**Problem details:** Render the items below as a two-column CSV with the headers item_text and located_points. Give one row per item, with its text and its answer each in a single quoted field, line breaks replaced by spaces, every item included, and the pictures left out.

**Entries shown:**
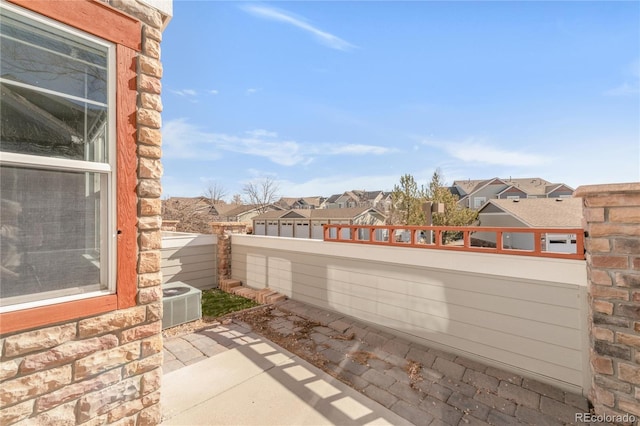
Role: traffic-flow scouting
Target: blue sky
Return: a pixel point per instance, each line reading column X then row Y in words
column 328, row 96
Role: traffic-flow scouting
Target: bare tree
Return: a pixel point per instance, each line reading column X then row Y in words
column 236, row 199
column 261, row 193
column 215, row 192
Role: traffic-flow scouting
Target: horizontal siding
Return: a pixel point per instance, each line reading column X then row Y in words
column 530, row 326
column 191, row 259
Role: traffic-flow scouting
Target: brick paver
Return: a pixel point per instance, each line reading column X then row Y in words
column 443, row 389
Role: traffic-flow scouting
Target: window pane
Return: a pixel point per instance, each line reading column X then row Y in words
column 43, row 124
column 51, row 241
column 54, row 92
column 51, row 59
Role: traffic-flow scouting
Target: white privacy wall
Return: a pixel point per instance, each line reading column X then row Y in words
column 524, row 314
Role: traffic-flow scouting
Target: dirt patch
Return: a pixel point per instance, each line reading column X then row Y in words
column 413, row 369
column 295, row 340
column 362, row 357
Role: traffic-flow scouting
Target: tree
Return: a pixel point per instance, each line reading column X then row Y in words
column 454, row 214
column 406, row 202
column 215, row 192
column 261, row 193
column 192, row 214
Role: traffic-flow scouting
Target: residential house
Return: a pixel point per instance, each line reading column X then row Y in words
column 291, row 203
column 379, row 200
column 307, row 223
column 246, row 212
column 194, row 214
column 80, row 300
column 474, row 194
column 531, row 213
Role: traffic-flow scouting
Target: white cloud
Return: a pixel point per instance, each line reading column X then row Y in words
column 631, row 87
column 474, row 151
column 336, row 184
column 185, row 92
column 279, row 15
column 183, row 140
column 625, row 89
column 261, row 133
column 357, row 149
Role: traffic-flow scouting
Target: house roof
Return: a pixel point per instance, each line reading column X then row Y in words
column 242, row 208
column 347, row 213
column 531, row 186
column 542, row 212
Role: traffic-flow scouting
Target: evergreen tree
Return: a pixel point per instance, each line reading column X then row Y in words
column 407, row 200
column 454, row 214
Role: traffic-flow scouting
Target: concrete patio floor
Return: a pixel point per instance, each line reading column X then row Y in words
column 229, row 375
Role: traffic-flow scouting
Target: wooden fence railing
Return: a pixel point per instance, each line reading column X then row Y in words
column 563, row 243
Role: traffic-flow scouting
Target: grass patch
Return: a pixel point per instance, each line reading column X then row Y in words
column 216, row 303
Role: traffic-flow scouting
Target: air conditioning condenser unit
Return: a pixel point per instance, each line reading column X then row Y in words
column 181, row 303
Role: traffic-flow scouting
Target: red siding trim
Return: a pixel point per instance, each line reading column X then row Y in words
column 105, row 22
column 127, row 164
column 91, row 16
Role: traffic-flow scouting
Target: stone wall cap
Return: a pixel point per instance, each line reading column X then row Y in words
column 610, row 188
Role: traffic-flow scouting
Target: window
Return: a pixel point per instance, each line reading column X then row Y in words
column 478, row 202
column 56, row 170
column 82, row 215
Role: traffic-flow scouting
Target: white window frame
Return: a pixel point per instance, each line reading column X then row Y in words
column 108, row 212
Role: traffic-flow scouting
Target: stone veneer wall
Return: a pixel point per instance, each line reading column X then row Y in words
column 223, row 231
column 107, row 368
column 612, row 221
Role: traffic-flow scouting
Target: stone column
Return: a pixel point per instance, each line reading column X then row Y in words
column 612, row 223
column 223, row 231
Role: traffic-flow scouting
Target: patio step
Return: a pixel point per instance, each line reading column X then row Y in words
column 263, row 296
column 228, row 284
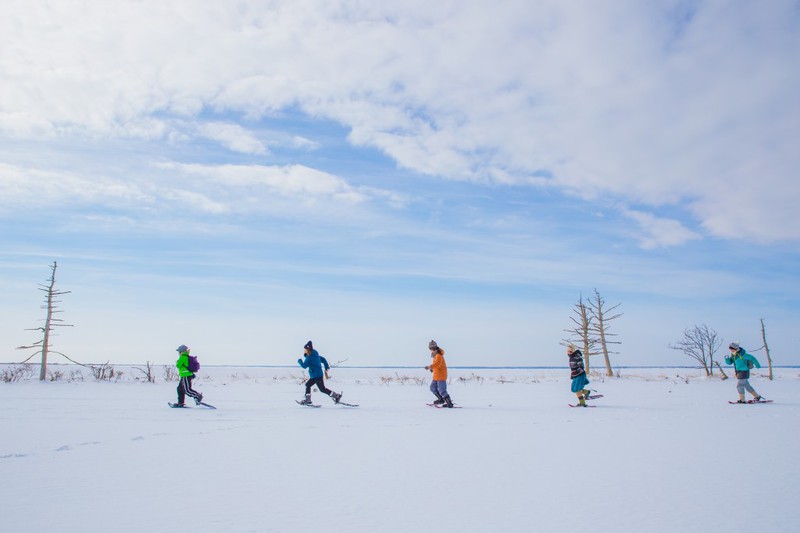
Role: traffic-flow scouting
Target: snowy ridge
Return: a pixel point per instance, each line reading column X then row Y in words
column 659, row 445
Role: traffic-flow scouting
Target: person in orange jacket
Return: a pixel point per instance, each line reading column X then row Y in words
column 439, row 382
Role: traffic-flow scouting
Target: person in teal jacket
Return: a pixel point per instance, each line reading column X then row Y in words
column 742, row 363
column 314, row 362
column 186, row 377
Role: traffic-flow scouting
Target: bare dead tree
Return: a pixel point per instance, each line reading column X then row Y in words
column 766, row 347
column 51, row 321
column 700, row 343
column 581, row 332
column 603, row 317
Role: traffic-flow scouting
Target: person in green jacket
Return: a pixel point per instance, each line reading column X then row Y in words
column 186, row 375
column 742, row 363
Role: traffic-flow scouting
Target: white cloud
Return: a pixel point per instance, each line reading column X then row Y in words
column 660, row 232
column 686, row 103
column 233, row 137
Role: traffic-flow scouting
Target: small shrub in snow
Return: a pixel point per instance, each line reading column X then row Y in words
column 104, row 372
column 15, row 373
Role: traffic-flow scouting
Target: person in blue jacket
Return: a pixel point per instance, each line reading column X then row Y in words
column 742, row 363
column 314, row 362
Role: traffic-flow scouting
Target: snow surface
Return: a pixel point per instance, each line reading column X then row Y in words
column 663, row 451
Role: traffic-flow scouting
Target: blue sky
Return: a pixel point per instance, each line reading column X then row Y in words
column 244, row 177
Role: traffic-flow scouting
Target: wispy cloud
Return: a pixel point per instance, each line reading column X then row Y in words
column 673, row 107
column 658, row 232
column 233, row 137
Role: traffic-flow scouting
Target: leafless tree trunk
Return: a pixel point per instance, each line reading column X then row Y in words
column 700, row 343
column 766, row 347
column 602, row 323
column 50, row 322
column 581, row 333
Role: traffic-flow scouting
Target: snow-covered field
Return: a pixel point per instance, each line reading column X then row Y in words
column 663, row 451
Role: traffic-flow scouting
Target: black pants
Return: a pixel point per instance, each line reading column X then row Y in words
column 320, row 385
column 185, row 387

**Answer to this exercise:**
item_text,located_points
"Role: traffic-flow scouting Target: blue sky Return: a pixel point per instance, each line reading column X then row Y in words","column 328, row 96"
"Role: traffic-flow scouting Target: bare tree Return: a pixel point per instance, each line reading column X then row Y in words","column 236, row 199 column 261, row 193 column 215, row 192"
"Role: traffic-flow scouting Target: horizontal siding Return: a pixel point per instance, each line reading column X then row Y in words","column 530, row 326 column 191, row 259"
"Role: traffic-flow scouting Target: brick paver Return: a pixel point per instance, each line reading column X then row Y in words","column 443, row 389"
"Role: traffic-flow scouting Target: window pane Return: a pixel point per instance, each line reading column X then row Y in words","column 43, row 124 column 51, row 241 column 54, row 92 column 51, row 59"
"Role: traffic-flow scouting Target: white privacy wall Return: a pixel point per instance, each line reading column X then row Y in words","column 524, row 314"
"Role: traffic-flow scouting Target: dirt patch Return: a pixel point per instance, each line reading column X then row Y in words","column 413, row 369 column 295, row 340 column 362, row 357"
"Role: traffic-flow scouting Target: tree Return: a pixel point per instance, each line reading column X then row Y in words","column 454, row 214 column 406, row 202 column 215, row 192 column 261, row 193 column 192, row 214"
"Role: traffic-flow scouting Target: residential house Return: a pixel point per instance, each line reading column X then row Y in words","column 291, row 203 column 379, row 200 column 307, row 223 column 246, row 212 column 194, row 214 column 80, row 300 column 474, row 194 column 531, row 213"
"Role: traffic-flow scouting Target: white cloud Return: a pixel point per instance, each line reading column X then row Y in words","column 631, row 87 column 474, row 151 column 336, row 184 column 185, row 92 column 279, row 15 column 183, row 140 column 625, row 89 column 261, row 133 column 357, row 149"
"Role: traffic-flow scouting Target: house roof Return: a pixel point per instance, each line reading column X then row Y in words","column 242, row 208 column 347, row 213 column 531, row 186 column 542, row 212"
"Role: traffic-flow scouting Target: evergreen tree Return: a pixel point per instance, each line reading column X then row Y in words","column 407, row 200 column 454, row 214"
"Role: traffic-flow scouting Target: concrete patio floor Return: a pixel point per instance, each line reading column X then row Y in words","column 229, row 375"
"Role: traffic-flow scouting Target: wooden fence railing Return: a pixel point per instance, each line reading column X then row Y in words","column 563, row 243"
"Role: traffic-flow scouting Target: grass patch Return: a pixel point per instance, each line reading column X then row Y in words","column 216, row 303"
"Role: traffic-flow scouting Target: air conditioning condenser unit Return: a pixel point per instance, each line reading column X then row Y in words","column 181, row 303"
"Role: traffic-flow scouting Target: red siding trim Return: a pixel point per instance, each line reading column X then row Y in words","column 105, row 22 column 127, row 164 column 91, row 16"
"Role: traffic-flow scouting Target: stone wall cap Return: a pixel point per instance, each line reading column X then row Y in words","column 610, row 188"
"Role: traffic-flow scouting Target: window Return: a pixel point per instance, each line reading column X then row Y in words","column 478, row 202 column 56, row 170 column 82, row 215"
"Role: traffic-flow scouting Target: white window frame Return: a pixel point per instance, each line reading column X then row Y in words","column 108, row 212"
"Role: traffic-flow scouting Target: stone veneer wall Return: a pixel point per instance, each line reading column X then row Y in words","column 223, row 231 column 107, row 368 column 612, row 221"
"Role: traffic-flow scouting Target: stone column Return: a pixel point per instance, each line reading column X then row Y in words","column 612, row 223 column 223, row 231"
"Role: traffic-flow scouting Target: patio step Return: a pixel point per instance, each line reading column X then row Y in words","column 263, row 296 column 228, row 284"
"Role: traffic-flow scouting Target: snowy ridge Return: a pixel point per instance, each line reading column X then row Y in words","column 659, row 445"
"Role: traffic-flow scouting Target: person in orange jacket Return: a pixel point per instance, each line reading column X then row Y in words","column 439, row 382"
"Role: traffic-flow scouting Target: person in teal jacket Return: a pixel point per instance, each line reading column X then row Y in words","column 742, row 363 column 314, row 362 column 186, row 377"
"Role: traffic-flow scouting Target: bare dead tree Return: a pixel point per instance, each line reading column X then row Y in words","column 766, row 347 column 51, row 321 column 700, row 343 column 581, row 332 column 603, row 317"
"Role: traffic-flow scouting Target: person in green jacket Return: a pixel point per instance, each line reading column X then row Y in words","column 186, row 375 column 742, row 363"
"Role: traffic-flow scouting Target: white cloud Return: a pixel point per instance, each line reading column X then row Y in words","column 660, row 232 column 686, row 103 column 233, row 137"
"Role: traffic-flow scouting Target: small shrub in snow Return: a pixel point per instance, each line reading column X then row Y in words","column 104, row 372 column 15, row 373"
"Role: traffic-flow scouting Target: person in blue jacket Return: a pixel point per instance, each line reading column X then row Y in words","column 742, row 363 column 314, row 362"
"Role: traffic-flow scouting Target: snow surface Return: a pixel point per instance, each line reading column X then row Y in words","column 663, row 451"
"Role: traffic-flow scouting Target: blue sky Return: a pixel point per instance, each line reading column X then row Y in words","column 244, row 177"
"Role: traffic-flow scouting Target: wispy cloud Return: a pixel point per instance, each line reading column X then row Y in words","column 673, row 107 column 658, row 232 column 233, row 137"
"Role: traffic-flow scouting Target: leafless tree trunk Return: a pixel point per instance, each line reading column X then row Y in words","column 700, row 343 column 766, row 347 column 602, row 323 column 50, row 322 column 581, row 333"
"Role: traffic-flow scouting Target: snow-covered field Return: a pixel point per instance, each line reading column X then row Y in words","column 663, row 451"
"Role: traffic-flow scouting Target: black pants Return: a pixel point per instance, each line reading column X then row Y in words","column 320, row 385 column 185, row 387"